Records provided:
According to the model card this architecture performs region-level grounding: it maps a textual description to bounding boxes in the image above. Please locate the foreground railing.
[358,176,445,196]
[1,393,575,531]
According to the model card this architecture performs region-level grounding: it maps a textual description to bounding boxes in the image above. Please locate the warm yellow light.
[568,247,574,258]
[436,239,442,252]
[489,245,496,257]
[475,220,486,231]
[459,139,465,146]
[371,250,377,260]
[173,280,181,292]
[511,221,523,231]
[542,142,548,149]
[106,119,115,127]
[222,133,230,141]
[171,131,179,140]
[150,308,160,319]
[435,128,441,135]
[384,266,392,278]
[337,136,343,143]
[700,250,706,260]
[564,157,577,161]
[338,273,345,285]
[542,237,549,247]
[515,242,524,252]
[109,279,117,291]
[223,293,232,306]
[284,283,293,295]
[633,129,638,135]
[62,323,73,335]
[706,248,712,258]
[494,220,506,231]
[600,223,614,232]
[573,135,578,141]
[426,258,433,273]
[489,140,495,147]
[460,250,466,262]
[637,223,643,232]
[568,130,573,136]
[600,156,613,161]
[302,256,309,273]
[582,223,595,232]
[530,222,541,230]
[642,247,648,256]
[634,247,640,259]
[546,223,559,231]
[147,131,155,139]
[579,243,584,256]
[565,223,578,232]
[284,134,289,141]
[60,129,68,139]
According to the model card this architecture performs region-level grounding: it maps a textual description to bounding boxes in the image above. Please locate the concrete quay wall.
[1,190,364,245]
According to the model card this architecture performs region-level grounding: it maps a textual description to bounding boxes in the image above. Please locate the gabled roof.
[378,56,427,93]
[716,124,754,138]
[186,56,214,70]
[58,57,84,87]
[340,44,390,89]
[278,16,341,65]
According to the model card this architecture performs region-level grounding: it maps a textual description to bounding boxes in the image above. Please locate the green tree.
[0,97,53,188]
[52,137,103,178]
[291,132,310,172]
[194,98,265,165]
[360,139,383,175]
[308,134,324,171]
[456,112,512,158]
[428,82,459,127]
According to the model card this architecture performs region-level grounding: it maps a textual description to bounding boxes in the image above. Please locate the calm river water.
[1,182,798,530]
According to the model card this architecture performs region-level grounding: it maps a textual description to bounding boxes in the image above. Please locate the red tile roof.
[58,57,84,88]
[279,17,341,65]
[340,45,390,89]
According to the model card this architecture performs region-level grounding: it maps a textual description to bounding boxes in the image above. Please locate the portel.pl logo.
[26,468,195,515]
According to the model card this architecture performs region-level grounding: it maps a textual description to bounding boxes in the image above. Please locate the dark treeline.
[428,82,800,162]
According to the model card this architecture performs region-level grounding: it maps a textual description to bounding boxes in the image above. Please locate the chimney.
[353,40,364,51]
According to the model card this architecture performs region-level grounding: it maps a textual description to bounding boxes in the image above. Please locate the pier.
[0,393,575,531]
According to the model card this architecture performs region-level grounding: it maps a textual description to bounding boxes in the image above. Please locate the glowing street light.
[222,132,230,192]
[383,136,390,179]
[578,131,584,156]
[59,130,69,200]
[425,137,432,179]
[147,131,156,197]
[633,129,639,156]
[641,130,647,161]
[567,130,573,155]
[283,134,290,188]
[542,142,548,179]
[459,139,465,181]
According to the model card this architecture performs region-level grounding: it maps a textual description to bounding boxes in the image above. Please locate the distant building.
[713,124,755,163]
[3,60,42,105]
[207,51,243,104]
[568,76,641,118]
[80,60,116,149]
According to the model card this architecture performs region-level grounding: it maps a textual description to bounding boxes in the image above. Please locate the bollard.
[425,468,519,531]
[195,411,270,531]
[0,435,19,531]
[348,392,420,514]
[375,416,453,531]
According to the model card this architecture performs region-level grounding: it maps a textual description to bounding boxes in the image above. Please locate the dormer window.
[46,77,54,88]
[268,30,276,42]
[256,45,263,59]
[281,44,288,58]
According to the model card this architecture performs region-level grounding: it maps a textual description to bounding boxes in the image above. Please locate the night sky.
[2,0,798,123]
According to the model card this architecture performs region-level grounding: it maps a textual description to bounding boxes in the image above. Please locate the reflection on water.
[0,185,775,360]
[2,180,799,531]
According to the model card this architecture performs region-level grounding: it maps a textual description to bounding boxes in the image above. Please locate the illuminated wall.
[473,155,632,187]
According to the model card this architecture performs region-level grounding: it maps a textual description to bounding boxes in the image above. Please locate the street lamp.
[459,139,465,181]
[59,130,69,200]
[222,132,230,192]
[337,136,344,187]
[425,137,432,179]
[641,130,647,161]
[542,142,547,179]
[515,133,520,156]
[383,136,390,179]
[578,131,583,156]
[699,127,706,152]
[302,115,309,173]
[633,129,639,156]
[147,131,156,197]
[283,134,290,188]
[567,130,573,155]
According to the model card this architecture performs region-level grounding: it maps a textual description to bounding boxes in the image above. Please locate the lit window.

Activity: Copy out all of the records above with nothing altered.

Task response:
According to the model card this architecture performs region-level grounding: it maps a textual description to bounding boxes in the image above. Please locate the foreground railing.
[358,176,445,196]
[1,393,575,531]
According to the model card this architecture performs region-level grounding: it maps a textual description to bounding boxes in the image above. Please locate the warm yellow light.
[568,247,574,258]
[436,239,442,252]
[489,245,496,257]
[475,220,486,231]
[459,139,465,146]
[371,250,377,260]
[173,280,181,292]
[511,221,523,231]
[542,142,548,149]
[106,119,115,127]
[222,133,230,141]
[171,131,179,140]
[150,308,160,319]
[435,128,441,135]
[384,266,392,278]
[337,136,343,143]
[700,250,706,260]
[564,157,577,161]
[338,273,345,285]
[542,237,549,247]
[515,242,524,252]
[109,279,117,291]
[223,293,232,306]
[284,283,293,295]
[633,129,638,135]
[62,323,73,335]
[706,248,712,258]
[494,220,506,231]
[600,223,614,232]
[573,135,578,141]
[426,258,433,273]
[489,140,495,147]
[460,250,466,262]
[637,223,643,232]
[568,130,573,136]
[600,156,613,161]
[302,256,309,273]
[582,223,595,232]
[530,222,541,230]
[642,247,648,256]
[634,247,640,259]
[546,223,559,231]
[147,131,155,139]
[579,243,584,256]
[565,223,578,232]
[284,134,289,141]
[60,129,68,139]
According to the model card this architecture performs region-level grounding: it maps a textual description to bounding boxes in the image above. Please locate the concrete quay wall.
[1,190,364,245]
According to the model card this architecture performs region-level grounding: it maps a textual description to bounding boxes in the image above. Please locate the gabled roof.
[378,56,427,93]
[716,124,754,138]
[186,56,214,70]
[58,57,84,87]
[340,44,390,89]
[278,16,341,65]
According to the model card this architecture performs region-level grounding: it maps a textual description to bounding boxes in the image above. Please locate the green tree.
[0,97,53,188]
[52,137,103,178]
[291,132,310,172]
[194,98,265,165]
[360,139,383,175]
[308,134,324,171]
[456,112,512,158]
[428,82,459,127]
According to the model card this architecture performs region-level grounding: it maps a textual description to bounding boxes in the image above. Please locate the calm river water.
[1,182,798,530]
According to the model card this architecture performs region-level grounding: it maps a textual description to bounding boxes in the image above. Please locate the red tile roof.
[58,57,84,88]
[279,17,341,65]
[340,45,390,89]
According to the model card this architecture performs region-level grounding: it maps a textual description to bounding boxes in the image above. Please locate the portel.pl logo.
[26,468,195,515]
According to the model card this architecture performs region-level grounding: it maps a textual description to bounding boxes in the image above. Please locate the dark treeline.
[428,82,800,162]
According to the model card this architecture performs region-level grounding: it maps a textual description to bounding boxes in the image above. Please locate the chimney.
[353,40,364,51]
According to the model card this architecture performs region-level grounding: it maps a textual description to bounding boxes in the image above. Please locate the pier.
[0,393,575,531]
According to the model card this architecture performs region-level grounding: it maps a textual description to bounding boxes in the image above. Please locate the glowing street light.
[222,132,230,192]
[383,136,390,179]
[578,131,584,156]
[59,130,69,200]
[425,137,432,179]
[147,131,156,197]
[633,129,639,156]
[641,130,647,161]
[567,130,573,155]
[283,134,290,188]
[542,142,548,179]
[459,139,465,181]
According to the model card this architecture performs region-level grounding: it maps a textual description to bounding boxes in the image above. Please locate the distant building.
[713,124,755,163]
[3,60,42,105]
[207,51,243,104]
[568,76,641,118]
[80,60,116,149]
According to the model card this architecture performs region-level grounding: it maps a textual description to bounding boxes in the image above. Please locate the bollard.
[425,468,519,531]
[195,411,270,531]
[0,435,19,531]
[348,392,420,514]
[375,416,453,531]
According to the model card this architecture performs region-level grounding: it maps a textual description to bounding boxes in the image above. Please locate the dormer window.
[46,77,54,88]
[268,30,276,42]
[256,45,263,59]
[281,44,288,58]
According to the model card this architecture performs region-level grounding: it maps a textual description to bounding boxes in the image above. Please locate the night sky.
[2,0,798,123]
According to the model card this architecture performs region-level grounding: it maps a textual description to bounding boxes in the image above. Please locate the reflection on water.
[0,185,775,360]
[2,180,799,531]
According to the model card this architecture performs region-level grounding: it maps a textual description to bounding boxes in the image above. Please locate the illuminated wall.
[473,155,632,187]
According to the model card this architecture performs region-level grounding: it maps a textual description to bounding boxes in the image above. Please locate the street lamp.
[459,139,465,181]
[59,130,69,200]
[222,132,230,192]
[337,136,344,187]
[425,137,432,179]
[641,130,647,161]
[542,142,547,179]
[515,133,520,156]
[383,136,390,179]
[578,131,583,156]
[699,127,706,152]
[302,115,309,173]
[633,129,639,156]
[147,131,156,197]
[283,134,290,188]
[567,130,573,155]
According to the model card this architecture performs region-level grounding: it maps a textual description to bounding boxes in the image above. Please locate the lit window.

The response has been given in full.